WRITTEN PROBLEM => Convert the data below into a JSON list of strings with one string per line. Omit any blank lines.

(Data items)
▽

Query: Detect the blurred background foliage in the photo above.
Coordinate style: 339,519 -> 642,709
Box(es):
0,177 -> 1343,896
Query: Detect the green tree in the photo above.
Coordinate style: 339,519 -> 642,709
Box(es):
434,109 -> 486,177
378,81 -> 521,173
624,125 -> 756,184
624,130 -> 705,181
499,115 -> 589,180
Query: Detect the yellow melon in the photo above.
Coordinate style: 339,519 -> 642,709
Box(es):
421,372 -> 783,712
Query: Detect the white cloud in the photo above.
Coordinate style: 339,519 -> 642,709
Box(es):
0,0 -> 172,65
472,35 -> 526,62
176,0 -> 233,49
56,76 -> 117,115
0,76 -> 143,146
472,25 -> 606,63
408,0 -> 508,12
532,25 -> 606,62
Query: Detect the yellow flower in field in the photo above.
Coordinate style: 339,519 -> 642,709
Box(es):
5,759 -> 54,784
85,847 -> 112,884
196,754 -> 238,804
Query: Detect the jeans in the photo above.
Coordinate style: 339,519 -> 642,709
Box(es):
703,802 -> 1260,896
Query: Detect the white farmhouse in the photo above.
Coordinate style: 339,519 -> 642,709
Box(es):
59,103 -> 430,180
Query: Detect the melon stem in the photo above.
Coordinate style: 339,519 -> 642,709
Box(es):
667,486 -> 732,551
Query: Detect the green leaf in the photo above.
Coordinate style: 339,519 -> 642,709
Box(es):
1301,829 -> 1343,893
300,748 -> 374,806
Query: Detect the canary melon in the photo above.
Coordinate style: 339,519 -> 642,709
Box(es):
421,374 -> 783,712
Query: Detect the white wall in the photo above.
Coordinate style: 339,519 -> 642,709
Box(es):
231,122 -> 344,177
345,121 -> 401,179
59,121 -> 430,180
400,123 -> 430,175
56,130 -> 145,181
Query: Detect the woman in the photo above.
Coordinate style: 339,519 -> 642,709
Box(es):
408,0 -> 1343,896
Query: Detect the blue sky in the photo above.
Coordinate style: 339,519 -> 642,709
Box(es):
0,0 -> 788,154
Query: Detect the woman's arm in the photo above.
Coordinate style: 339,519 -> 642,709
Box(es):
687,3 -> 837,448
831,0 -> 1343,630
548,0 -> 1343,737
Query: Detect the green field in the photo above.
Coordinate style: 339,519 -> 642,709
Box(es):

△

EXERCISE SOLUTION =>
[
  "Query: Detect the blurred background foliage in the photo above.",
  "Coordinate style: 339,519 -> 642,709",
  "Box(es):",
  "0,177 -> 1343,896",
  "Query: Detect the green tree in the photo above.",
  "Coordinate style: 339,519 -> 642,709",
  "Box(es):",
  "434,109 -> 486,177",
  "378,81 -> 521,173",
  "624,125 -> 756,184",
  "624,130 -> 705,181",
  "499,115 -> 589,180",
  "Query: Detect the yellow melon in the photo above.",
  "Coordinate style: 339,519 -> 642,709",
  "Box(es):",
  "421,372 -> 783,712",
  "Query: Detect the white cloud in the photo above.",
  "Coordinate style: 339,519 -> 642,709",
  "Box(es):",
  "0,0 -> 172,65",
  "472,35 -> 526,62",
  "176,0 -> 233,49",
  "56,76 -> 117,115",
  "0,76 -> 143,146",
  "472,25 -> 606,63",
  "408,0 -> 508,12",
  "532,25 -> 606,62",
  "Query: Detect the yellow flower in field in the photo above.",
  "Coordinate style: 339,519 -> 642,709",
  "Box(es):",
  "5,759 -> 54,784",
  "85,847 -> 112,884",
  "196,754 -> 238,804",
  "Query: Detect the jeans in the photo above.",
  "Coordinate style: 339,519 -> 642,709",
  "Box(es):",
  "703,802 -> 1260,896",
  "Query: Detect the white farmhouse in the photo above.",
  "Coordinate style: 339,519 -> 642,709",
  "Box(es):",
  "59,103 -> 430,180",
  "Query: Detect the melon stem in the photo above.",
  "Coordinate style: 339,519 -> 642,709",
  "Box(es):",
  "667,486 -> 732,551",
  "Query: Detect the green leaf in the photo above.",
  "Coordinate style: 339,519 -> 642,709",
  "Box(es):",
  "1301,829 -> 1343,893",
  "300,748 -> 374,806",
  "Query: Detect the canary melon in the photo above.",
  "Coordinate style: 339,519 -> 642,709",
  "Box(es):",
  "421,374 -> 783,712",
  "Query: Detect the white wall in the photo above.",
  "Coordinate style: 339,519 -> 642,709",
  "Box(es):",
  "231,122 -> 344,177",
  "345,121 -> 401,179",
  "59,121 -> 430,180",
  "400,123 -> 430,175",
  "56,130 -> 145,181",
  "Query: Detect the woman in the photo above.",
  "Coordinate style: 339,519 -> 642,709",
  "Box(es):",
  "408,0 -> 1343,896",
  "Query: Detect the blue sky in the photo above.",
  "Coordinate style: 339,519 -> 642,709",
  "Box(es):",
  "0,0 -> 788,154",
  "Query: Detect the woman's arm in the photo above.",
  "Coordinate style: 339,519 -> 642,709",
  "Box(es):",
  "687,3 -> 837,448",
  "831,0 -> 1343,630",
  "548,0 -> 1343,737",
  "Query: Detect the green field in the photo above.",
  "Coordinate style: 339,519 -> 642,709",
  "Box(es):"
]